* _PROBLEM DETAILS_
Locate each line in the listing below that contains the string "Goal" and copy it. Uppercase and lowercase must match.
begin RAW RECORDS
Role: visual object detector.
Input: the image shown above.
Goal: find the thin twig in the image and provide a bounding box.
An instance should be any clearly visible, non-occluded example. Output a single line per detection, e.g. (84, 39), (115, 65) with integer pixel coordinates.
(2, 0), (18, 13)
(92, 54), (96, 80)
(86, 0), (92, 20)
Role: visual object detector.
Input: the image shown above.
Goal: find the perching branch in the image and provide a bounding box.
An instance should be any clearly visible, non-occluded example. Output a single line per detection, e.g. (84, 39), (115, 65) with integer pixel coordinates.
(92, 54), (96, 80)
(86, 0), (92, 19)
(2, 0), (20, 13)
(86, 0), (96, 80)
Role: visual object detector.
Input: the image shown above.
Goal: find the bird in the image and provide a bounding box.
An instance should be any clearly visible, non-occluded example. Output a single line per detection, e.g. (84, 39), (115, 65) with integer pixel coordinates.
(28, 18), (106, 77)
end RAW RECORDS
begin RAW RECORDS
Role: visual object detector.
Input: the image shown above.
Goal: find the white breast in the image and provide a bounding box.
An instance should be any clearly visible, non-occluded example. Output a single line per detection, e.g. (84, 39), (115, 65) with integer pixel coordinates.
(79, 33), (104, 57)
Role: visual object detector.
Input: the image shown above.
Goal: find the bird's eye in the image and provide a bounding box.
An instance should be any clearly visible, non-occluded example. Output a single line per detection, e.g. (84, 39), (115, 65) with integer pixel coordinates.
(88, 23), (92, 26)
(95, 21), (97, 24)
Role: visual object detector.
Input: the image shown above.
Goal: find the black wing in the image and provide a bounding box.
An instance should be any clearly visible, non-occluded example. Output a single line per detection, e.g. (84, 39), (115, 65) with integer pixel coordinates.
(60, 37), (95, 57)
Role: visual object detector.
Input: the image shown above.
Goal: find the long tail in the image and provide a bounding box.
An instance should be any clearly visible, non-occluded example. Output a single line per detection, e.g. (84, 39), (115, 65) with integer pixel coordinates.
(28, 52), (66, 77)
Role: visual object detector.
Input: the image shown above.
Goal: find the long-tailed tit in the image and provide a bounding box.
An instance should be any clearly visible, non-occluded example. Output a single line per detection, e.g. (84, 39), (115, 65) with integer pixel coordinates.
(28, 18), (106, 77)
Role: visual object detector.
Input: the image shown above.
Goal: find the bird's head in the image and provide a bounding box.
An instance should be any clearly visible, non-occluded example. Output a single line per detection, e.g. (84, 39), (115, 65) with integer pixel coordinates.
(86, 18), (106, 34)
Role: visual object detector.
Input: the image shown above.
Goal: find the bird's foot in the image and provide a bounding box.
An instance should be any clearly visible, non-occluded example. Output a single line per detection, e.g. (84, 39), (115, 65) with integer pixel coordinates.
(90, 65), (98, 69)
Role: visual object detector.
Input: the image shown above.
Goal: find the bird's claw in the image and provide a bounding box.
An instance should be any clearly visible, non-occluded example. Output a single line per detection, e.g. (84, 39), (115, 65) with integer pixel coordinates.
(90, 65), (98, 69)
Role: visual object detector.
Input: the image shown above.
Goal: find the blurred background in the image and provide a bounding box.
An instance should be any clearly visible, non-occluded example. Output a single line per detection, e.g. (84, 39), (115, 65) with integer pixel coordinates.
end RAW RECORDS
* _TASK RESPONSE_
Goal: find the thin twig in the image and provide a bounding box.
Goal: find the perching branch in the image and provide a bounding box.
Goal: find the bird in the image and provide a bounding box.
Goal: find the white breast in the image and provide a bounding box.
Goal: find the bird's eye in the image and provide a bounding box.
Goal: find the black wing in the image and provide a bounding box.
Goal: find the long tail in the image and provide a bounding box.
Goal: find the long-tailed tit in the image and provide a bounding box.
Goal: find the bird's head in the image and provide a bounding box.
Goal: find the bird's foot in the image and provide a bounding box.
Goal: find the bird's claw in the image and provide a bounding box.
Goal: find the blurred background in the image and provide a bounding box.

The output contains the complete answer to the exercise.